GIVEN REQUEST: Can you reproduce everything in the Super Metroid commentary from "Metroid became famous" down to "being more firm."?

>> start TEXT PROVIDED

The writer considers these ‘secret and faster ways out’ to be a benefit of the game. I disagree. A maze isn’t fun if you cannot enter a dead end. It is not satisfying to win where you are not allowed to fail.
The first part of Super Metroid is characterized by nearly constant forward motion, with the player often being limited to a relatively small area so as to reduce the risk of getting lost.
Why does this writer keep implying that removing the challenge of the game is making it better? Is he not aware how poorly Super Metroid performed when it was on the market? There is a reason why we had to wait generations until the next Metroid game.
Metroid became famous because of its challenge. Removing the challenge only left the Metroid brand known for its aesthetics (which was nothing more than an evolution of NES Metroid. Heck, they use the same ZONES from NES Metroid).
The game doesn’t waste time trying to establish its nonlinear nature by making left (traditionally in games percieved as backwards) the correct and only way to proceed. A similiar design opens the original Metroid, where the player was allowed to travel through several rooms to the right before needing the morph ball upgrade to proceed – an upgrade which was to be found just to the left of the starting point all along – Super Metroid’s way is more gentle by being more firm.
The writer admits that the same mechanic was used in NES Metroid but Super Metroid is ‘less firm’. It’s because there is zero difficulty. Super Metroid is a neutered game.

>> end TEXT PROVIDED
>> start GIVEN ENTRIES

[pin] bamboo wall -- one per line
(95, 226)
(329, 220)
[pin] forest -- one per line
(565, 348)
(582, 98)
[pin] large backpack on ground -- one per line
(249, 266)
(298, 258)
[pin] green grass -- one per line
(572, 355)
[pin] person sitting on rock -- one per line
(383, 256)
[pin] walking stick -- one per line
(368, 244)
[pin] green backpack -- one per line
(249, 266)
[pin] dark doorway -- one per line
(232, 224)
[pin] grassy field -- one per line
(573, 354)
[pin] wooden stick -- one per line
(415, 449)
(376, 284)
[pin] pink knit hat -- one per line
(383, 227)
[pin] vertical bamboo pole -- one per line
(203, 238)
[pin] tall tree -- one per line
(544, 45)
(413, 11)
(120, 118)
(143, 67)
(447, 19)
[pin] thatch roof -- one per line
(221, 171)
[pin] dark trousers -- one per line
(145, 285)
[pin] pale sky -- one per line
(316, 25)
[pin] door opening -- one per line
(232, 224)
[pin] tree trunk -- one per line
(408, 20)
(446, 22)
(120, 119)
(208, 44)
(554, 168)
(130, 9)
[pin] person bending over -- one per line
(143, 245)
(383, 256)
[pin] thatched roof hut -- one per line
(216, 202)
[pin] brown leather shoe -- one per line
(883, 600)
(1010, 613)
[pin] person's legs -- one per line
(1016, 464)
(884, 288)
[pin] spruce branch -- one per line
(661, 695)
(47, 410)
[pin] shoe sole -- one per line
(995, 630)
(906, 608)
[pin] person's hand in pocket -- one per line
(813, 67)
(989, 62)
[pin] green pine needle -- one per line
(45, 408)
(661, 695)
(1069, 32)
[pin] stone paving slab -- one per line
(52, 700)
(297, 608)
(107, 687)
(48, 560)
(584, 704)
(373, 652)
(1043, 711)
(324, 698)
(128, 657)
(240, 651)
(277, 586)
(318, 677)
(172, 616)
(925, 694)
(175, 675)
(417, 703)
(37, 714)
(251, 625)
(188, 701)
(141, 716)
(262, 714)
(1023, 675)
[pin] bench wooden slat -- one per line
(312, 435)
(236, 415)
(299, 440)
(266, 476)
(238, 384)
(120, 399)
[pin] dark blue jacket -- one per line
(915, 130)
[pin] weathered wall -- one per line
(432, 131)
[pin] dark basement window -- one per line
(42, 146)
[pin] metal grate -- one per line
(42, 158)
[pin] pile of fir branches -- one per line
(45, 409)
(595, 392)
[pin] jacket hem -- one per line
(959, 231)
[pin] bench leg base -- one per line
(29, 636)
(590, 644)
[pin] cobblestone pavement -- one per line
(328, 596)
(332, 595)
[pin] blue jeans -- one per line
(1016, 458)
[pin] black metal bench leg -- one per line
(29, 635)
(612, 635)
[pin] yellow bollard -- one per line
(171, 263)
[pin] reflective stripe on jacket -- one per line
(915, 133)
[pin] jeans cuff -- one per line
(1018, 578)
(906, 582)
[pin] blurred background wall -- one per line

>> end GIVEN ENTRIES

OUTPUT OF THE TASK:
Metroid became famous because of its challenge. Removing the challenge only left the Metroid brand known for its aesthetics (which was nothing more than an evolution of NES Metroid. Heck, they use the same ZONES from NES Metroid).
The game doesn’t waste time trying to establish its nonlinear nature by making left (traditionally in games percieved as backwards) the correct and only way to proceed. A similiar design opens the original Metroid, where the player was allowed to travel through several rooms to the right before needing the morph ball upgrade to proceed – an upgrade which was to be found just to the left of the starting point all along – Super Metroid’s way is more gentle by being more firm.